简短题目: 把材料从开头到含有“<point>597,340</point>”的那一行（首尾两行都算）输出成 Markdown 表格，列名用“序号”和“内容”，每行放一行文字，空行不要。

────────────────────

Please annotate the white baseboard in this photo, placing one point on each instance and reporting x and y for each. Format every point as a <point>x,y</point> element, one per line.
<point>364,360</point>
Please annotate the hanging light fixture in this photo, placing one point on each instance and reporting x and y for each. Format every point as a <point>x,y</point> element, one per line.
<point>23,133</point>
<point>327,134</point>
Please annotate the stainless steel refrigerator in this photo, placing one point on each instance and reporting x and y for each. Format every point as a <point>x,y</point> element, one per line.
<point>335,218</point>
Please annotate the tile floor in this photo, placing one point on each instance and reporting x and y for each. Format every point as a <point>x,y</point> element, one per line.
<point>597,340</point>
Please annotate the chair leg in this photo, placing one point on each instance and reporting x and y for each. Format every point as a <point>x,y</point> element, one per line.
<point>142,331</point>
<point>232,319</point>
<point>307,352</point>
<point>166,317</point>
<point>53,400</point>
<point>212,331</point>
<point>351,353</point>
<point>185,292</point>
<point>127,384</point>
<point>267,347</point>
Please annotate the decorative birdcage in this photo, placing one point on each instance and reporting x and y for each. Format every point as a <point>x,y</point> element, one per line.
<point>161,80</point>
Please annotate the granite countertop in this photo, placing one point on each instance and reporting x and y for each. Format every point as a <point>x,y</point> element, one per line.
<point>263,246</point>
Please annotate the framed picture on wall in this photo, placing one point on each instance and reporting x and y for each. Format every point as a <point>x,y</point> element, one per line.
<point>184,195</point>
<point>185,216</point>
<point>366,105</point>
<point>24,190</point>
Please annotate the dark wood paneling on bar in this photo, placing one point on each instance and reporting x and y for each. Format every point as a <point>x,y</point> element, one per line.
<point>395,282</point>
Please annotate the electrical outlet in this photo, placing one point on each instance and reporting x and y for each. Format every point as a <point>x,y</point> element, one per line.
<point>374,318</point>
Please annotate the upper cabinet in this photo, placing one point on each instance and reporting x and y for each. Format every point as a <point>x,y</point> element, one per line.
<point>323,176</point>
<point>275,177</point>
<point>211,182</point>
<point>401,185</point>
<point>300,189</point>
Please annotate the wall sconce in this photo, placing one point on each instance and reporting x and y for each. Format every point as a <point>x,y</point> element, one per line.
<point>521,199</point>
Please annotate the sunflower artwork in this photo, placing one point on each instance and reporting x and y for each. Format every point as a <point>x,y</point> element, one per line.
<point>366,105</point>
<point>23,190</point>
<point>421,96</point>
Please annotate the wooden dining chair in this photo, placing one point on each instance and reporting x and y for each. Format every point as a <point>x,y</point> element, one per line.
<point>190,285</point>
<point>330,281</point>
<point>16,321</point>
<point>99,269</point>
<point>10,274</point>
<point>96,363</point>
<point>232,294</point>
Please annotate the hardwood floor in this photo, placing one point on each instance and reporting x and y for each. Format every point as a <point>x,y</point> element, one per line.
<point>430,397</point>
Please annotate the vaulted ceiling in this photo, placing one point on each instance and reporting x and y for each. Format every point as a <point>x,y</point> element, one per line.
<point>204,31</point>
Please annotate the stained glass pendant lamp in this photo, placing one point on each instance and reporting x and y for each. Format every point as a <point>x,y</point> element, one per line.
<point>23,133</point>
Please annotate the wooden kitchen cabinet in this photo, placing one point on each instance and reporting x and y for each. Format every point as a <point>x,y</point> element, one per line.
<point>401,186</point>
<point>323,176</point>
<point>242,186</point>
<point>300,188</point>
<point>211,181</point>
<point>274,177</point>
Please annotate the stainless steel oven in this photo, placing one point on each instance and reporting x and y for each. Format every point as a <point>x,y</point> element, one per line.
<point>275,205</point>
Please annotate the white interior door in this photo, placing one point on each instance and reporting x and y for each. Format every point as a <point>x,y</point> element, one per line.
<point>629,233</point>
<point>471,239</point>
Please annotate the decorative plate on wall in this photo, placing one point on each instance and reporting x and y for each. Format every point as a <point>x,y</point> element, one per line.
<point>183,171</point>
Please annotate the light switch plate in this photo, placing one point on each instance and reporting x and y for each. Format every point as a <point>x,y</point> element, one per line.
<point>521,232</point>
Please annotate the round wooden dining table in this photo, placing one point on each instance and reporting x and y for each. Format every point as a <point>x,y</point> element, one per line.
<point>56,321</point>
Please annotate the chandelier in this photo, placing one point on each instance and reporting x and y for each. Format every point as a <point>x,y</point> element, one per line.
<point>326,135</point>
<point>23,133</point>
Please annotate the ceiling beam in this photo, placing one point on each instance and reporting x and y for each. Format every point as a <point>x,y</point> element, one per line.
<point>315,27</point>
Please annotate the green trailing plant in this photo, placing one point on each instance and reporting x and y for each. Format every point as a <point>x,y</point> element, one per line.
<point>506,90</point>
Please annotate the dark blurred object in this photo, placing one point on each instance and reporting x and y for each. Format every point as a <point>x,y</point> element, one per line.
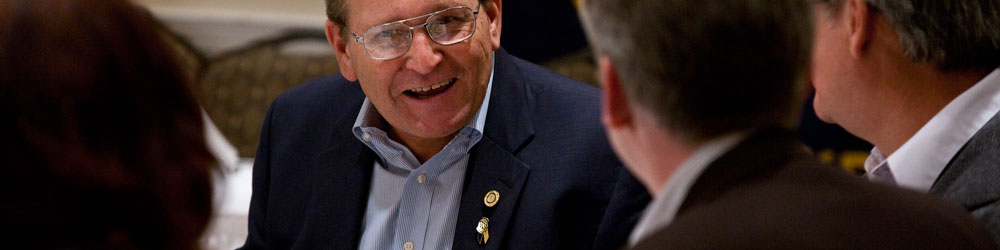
<point>578,65</point>
<point>238,86</point>
<point>539,31</point>
<point>831,143</point>
<point>102,137</point>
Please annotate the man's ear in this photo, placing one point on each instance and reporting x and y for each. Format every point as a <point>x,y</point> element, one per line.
<point>861,25</point>
<point>340,49</point>
<point>615,109</point>
<point>494,11</point>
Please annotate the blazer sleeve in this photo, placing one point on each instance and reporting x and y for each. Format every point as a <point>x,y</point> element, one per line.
<point>257,219</point>
<point>628,201</point>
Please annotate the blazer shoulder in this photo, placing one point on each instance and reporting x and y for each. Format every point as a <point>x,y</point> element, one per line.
<point>325,96</point>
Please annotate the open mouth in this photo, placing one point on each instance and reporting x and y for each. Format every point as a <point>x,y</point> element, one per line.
<point>433,90</point>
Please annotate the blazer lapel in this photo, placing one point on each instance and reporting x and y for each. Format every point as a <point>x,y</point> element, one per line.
<point>340,192</point>
<point>493,162</point>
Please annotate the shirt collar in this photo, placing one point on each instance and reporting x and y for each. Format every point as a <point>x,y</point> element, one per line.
<point>662,210</point>
<point>369,117</point>
<point>919,161</point>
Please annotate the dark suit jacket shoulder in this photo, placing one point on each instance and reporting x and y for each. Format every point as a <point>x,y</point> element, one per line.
<point>972,178</point>
<point>769,193</point>
<point>543,150</point>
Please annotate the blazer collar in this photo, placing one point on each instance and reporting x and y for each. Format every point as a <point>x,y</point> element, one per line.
<point>970,177</point>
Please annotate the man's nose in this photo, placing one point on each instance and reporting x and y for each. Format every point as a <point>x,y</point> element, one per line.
<point>422,56</point>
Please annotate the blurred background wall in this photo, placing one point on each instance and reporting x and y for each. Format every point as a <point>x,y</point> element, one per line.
<point>243,53</point>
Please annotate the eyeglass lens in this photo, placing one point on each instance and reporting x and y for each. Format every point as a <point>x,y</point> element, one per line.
<point>445,28</point>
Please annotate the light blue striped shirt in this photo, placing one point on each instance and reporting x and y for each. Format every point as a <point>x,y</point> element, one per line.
<point>414,206</point>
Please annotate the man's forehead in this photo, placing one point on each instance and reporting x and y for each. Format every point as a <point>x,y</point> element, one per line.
<point>373,12</point>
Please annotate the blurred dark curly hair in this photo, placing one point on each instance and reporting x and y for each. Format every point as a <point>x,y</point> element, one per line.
<point>102,139</point>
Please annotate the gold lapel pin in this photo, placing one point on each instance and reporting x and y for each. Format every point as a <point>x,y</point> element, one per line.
<point>483,228</point>
<point>491,199</point>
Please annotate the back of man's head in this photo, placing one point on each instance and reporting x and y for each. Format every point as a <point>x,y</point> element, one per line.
<point>706,68</point>
<point>954,35</point>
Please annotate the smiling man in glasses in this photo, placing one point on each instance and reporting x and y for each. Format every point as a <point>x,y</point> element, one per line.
<point>433,137</point>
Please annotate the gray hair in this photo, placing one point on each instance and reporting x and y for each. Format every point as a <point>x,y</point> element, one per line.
<point>956,35</point>
<point>707,68</point>
<point>336,11</point>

────────────────────

最终答案:
| 序号 | 内容 |
|---|---|
| 1 | Please annotate the white baseboard in this photo, placing one point on each instance and reporting x and y for each. Format every point as a <point>x,y</point> element, one per line. |
| 2 | <point>364,360</point> |
| 3 | Please annotate the hanging light fixture in this photo, placing one point on each instance and reporting x and y for each. Format every point as a <point>x,y</point> element, one per line. |
| 4 | <point>23,133</point> |
| 5 | <point>327,134</point> |
| 6 | Please annotate the stainless steel refrigerator in this photo, placing one point on each instance and reporting x and y for each. Format every point as a <point>x,y</point> element, one per line. |
| 7 | <point>335,218</point> |
| 8 | Please annotate the tile floor in this photo, placing one point on each instance and reporting x and y for each. Format every point as a <point>x,y</point> element, one per line. |
| 9 | <point>597,340</point> |